Affacciandosi nell’androne di Palazzo Luraschi al numero 1 di Corso Buenos Aires si potrà ammirare un suggestivo cortiletto, reso unico da due particolari: le quattro colonne di marmo provenienti dall’antico Lazzaretto e dodici busti scolpiti con i personaggi dei Promessi Sposi. Vi si riconoscono Renzo e Lucia, Don Rodrigo, il Cardinale Borromeo, padre Cristoforo, Agnese e la Monaca di Monza. Il palazzo, progettato dall’ingegner Ferdinando Luraschi, da cui prende il nome, edificato tra il 1881 e il 1887 insieme al capomastro Angelo Galimberti, fu uno dei primi costruiti in zona (lungo quello che allora si chiamava Corso Loreto) dopo l’abbattimento del Lazzaretto.

- _Consegna 1_
Riporta il brano su Palazzo Luraschi a partire da "Affacciandosi nell’androne di" e fino a "l’abbattimento del Lazzaretto.", sostituendo "cortiletto" con "cortile".
- _Consegna 2_
Scrivi il seguito del brano su Palazzo Luraschi, riprendendo subito dopo la sua ultima frase.

- _Dati estratti_
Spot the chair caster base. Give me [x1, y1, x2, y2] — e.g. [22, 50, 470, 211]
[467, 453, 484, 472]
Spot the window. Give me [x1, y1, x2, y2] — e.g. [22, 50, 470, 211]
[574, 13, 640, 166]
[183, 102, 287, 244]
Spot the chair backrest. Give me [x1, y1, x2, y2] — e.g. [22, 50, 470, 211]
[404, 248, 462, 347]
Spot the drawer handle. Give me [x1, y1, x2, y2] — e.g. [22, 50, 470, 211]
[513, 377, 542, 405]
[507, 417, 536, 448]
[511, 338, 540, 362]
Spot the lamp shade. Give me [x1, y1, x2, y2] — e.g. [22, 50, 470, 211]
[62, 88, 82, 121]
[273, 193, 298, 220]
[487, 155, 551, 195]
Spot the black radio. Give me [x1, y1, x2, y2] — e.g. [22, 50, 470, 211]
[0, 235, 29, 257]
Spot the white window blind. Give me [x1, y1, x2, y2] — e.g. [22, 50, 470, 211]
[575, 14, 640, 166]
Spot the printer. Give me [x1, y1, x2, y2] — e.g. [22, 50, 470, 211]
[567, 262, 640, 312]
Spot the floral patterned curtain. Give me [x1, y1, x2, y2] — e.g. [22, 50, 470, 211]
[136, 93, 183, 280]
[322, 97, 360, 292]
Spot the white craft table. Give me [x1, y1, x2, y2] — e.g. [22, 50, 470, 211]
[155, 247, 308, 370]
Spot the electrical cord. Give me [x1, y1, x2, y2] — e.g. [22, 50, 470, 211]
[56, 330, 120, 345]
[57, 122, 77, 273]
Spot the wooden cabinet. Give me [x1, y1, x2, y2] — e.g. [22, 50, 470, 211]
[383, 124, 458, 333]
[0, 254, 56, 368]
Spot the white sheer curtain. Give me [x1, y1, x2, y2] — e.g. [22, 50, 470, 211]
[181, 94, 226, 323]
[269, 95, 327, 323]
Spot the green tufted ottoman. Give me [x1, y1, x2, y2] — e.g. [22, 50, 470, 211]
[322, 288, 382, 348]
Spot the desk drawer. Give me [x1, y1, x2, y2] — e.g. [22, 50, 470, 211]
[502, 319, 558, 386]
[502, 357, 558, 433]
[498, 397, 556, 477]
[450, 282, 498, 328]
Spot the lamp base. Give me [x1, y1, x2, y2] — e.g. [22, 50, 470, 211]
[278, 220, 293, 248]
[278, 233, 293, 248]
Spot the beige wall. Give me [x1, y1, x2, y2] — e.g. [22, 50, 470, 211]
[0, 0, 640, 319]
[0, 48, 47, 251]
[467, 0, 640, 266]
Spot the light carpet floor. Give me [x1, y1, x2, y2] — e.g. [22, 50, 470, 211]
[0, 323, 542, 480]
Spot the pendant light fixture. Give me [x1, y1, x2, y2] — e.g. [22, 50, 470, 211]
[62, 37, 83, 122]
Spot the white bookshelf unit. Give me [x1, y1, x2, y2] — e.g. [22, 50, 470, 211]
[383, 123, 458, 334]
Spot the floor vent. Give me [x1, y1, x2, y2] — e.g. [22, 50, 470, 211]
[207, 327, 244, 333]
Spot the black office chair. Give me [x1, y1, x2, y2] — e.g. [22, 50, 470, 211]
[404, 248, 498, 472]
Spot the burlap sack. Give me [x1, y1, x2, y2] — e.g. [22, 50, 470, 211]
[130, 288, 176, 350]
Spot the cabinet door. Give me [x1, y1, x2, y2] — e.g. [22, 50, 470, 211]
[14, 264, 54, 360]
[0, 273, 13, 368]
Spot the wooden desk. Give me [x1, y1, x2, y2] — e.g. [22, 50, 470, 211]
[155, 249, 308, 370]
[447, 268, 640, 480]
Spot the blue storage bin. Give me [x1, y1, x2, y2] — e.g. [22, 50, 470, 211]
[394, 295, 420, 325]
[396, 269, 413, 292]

- _Risposta scritta 1_
Affacciandosi nell’androne di Palazzo Luraschi al numero 1 di Corso Buenos Aires si potrà ammirare un suggestivo cortile, reso unico da due particolari: le quattro colonne di marmo provenienti dall’antico Lazzaretto e dodici busti scolpiti con i personaggi dei Promessi Sposi. Vi si riconoscono Renzo e Lucia, Don Rodrigo, il Cardinale Borromeo, padre Cristoforo, Agnese e la Monaca di Monza. Il palazzo, progettato dall’ingegner Ferdinando Luraschi, da cui prende il nome, edificato tra il 1881 e il 1887 insieme al capomastro Angelo Galimberti, fu uno dei primi costruiti in zona (lungo quello che allora si chiamava Corso Loreto) dopo l’abbattimento del Lazzaretto.

- _Risposta scritta 2_
Recuperando materiale che sarebbe andato distrutto, Luraschi decise di conservare e riutilizzare quattro delle colonne che in origine segnavano il perimetro interno del Lazzaretto (altre 11 colonne originali si possono vedere in Via San Gregorio, 5). La scelta di dedicare dodici busti ai personaggi dei Promessi Sposi ha una storia singolare. Il Regolamento edilizio allora in vigore prevedeva una norma detta “servitù del Resegone”. Tale norma imponeva che gli edifici a nord della città non superassero l’altezza di 2-3 piani, così da lasciare libero il paesaggio (la vista delle Prealpi e del monte Resegone, appunto) visibile dai Bastioni. L’edificio costruito da Luraschi, tra i primi in Italia a contare otto piani, fu anche uno dei primi a Milano a infrangere la regola. Probabilmente, il fatto di avere costruito un palazzo in un luogo di manzoniana memoria come il Lazzaretto, che per di più oscurava la vista di un monte più volte citato dallo scrittore milanese nel suo celebre romanzo, deve avere ispirato Luraschi in questo omaggio ai Promessi Sposi.